[Task objective]: The lines to copy are those with "flower" in them. Pull each one from the entries below.
(Supplied records)
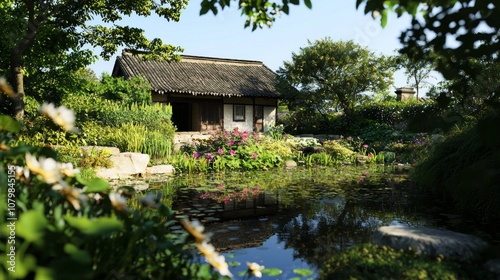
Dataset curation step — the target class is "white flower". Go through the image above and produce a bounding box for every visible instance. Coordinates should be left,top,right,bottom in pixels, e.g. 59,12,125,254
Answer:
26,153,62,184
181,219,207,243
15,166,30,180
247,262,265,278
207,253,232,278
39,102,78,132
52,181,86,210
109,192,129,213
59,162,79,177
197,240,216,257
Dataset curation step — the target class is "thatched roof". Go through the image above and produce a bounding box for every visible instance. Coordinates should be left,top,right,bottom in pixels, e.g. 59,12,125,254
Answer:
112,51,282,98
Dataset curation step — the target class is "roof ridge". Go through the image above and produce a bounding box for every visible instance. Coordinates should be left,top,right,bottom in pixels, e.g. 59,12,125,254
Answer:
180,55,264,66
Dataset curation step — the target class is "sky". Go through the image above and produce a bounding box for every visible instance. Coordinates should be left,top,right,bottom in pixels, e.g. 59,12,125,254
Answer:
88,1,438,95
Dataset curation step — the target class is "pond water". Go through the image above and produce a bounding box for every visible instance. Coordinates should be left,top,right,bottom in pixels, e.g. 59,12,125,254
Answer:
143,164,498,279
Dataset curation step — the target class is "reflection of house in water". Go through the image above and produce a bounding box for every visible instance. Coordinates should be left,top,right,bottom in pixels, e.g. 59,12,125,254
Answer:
(End Supplied records)
(Supplied records)
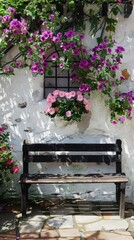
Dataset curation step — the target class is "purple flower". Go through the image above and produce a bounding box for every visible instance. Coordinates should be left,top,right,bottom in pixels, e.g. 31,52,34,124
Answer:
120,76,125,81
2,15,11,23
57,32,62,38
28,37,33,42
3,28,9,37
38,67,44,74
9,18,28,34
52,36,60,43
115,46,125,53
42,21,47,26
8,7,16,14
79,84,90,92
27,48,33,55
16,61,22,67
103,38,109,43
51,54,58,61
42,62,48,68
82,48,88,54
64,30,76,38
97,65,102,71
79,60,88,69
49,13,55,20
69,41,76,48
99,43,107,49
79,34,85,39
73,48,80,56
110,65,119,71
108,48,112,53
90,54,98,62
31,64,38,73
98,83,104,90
(End Supplied records)
(Supplied records)
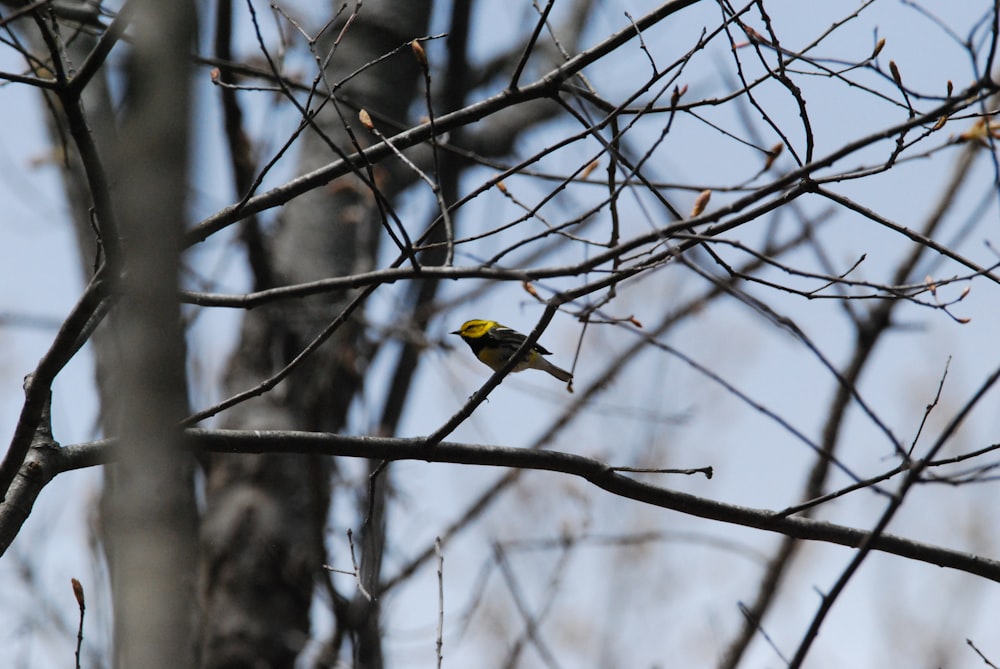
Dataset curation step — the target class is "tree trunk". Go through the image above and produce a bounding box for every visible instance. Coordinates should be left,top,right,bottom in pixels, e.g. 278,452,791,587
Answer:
(End Supplied records)
[Response to the task]:
Dataset curation step — the target class is "white flower". Go through the image above and produce a bounding box for every visible instance. Coordinates should be left,top,right,bottom in pixels, e.g. 59,12,125,254
Dataset curation step — the target class is "purple flower". Go through the image above and produce a bounding box for every visible instance. Coordinates should be left,top,right,bottom in pixels, e.g. 31,52,34,124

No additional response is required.